Top tips for charity trustees

1. Your charity’s governing document matters

Your governing document is both your charity’s Bible and its Highway Code. If your charity is doing something different, your charity trustees can be way off track before realising they have set a foot wrong. Check it out regularly, at least once a year, and stay legal.

2.  Adopt the charity trustee Governance Code 

This Code of Governance  is a practical tool to help charity trustees develop high standards of  governance.  It carries the Charity Commission’s endorsement and amounts to a blue-print for a culture of excellence in charity governance. (It is not to be confused with a charity’s Code of Conduct, which relates to charity trustees’ standards of behaviour, with a view to avoiding charity trustee disputes.)

3. Ensure charity trustee diversity

Diversity is not just about race, ethnicity, gender and sexual orientation. Every charity trustee board should have its Mr or Ms Grumpy to challenge the common ground and stimulate real debate.

### Information provided
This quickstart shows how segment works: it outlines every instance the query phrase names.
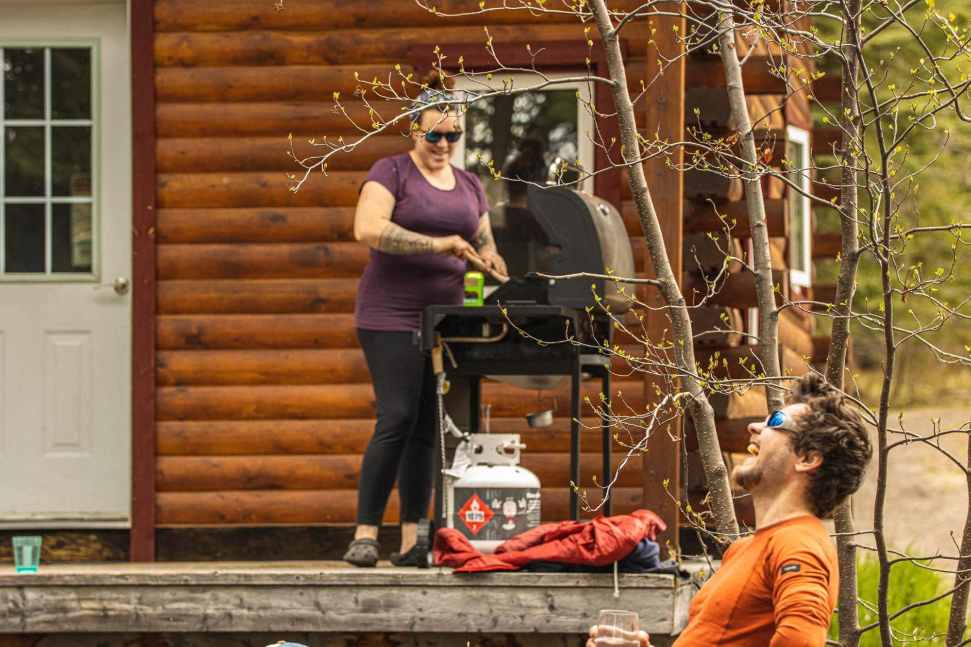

### Exercise prompt
Quote the entire text on tips for charity trustees word for word.

### Response to this exercise
Top tips for charity trustees

1. Your charity’s governing document matters

Your governing document is both your charity’s Bible and its Highway Code. If your charity is doing something different, your charity trustees can be way off track before realising they have set a foot wrong. Check it out regularly, at least once a year, and stay legal.

2.  Adopt the charity trustee Governance Code 

This Code of Governance  is a practical tool to help charity trustees develop high standards of  governance.  It carries the Charity Commission’s endorsement and amounts to a blue-print for a culture of excellence in charity governance. (It is not to be confused with a charity’s Code of Conduct, which relates to charity trustees’ standards of behaviour, with a view to avoiding charity trustee disputes.)

3. Ensure charity trustee diversity

Diversity is not just about race, ethnicity, gender and sexual orientation. Every charity trustee board should have its Mr or Ms Grumpy to challenge the common ground and stimulate real debate.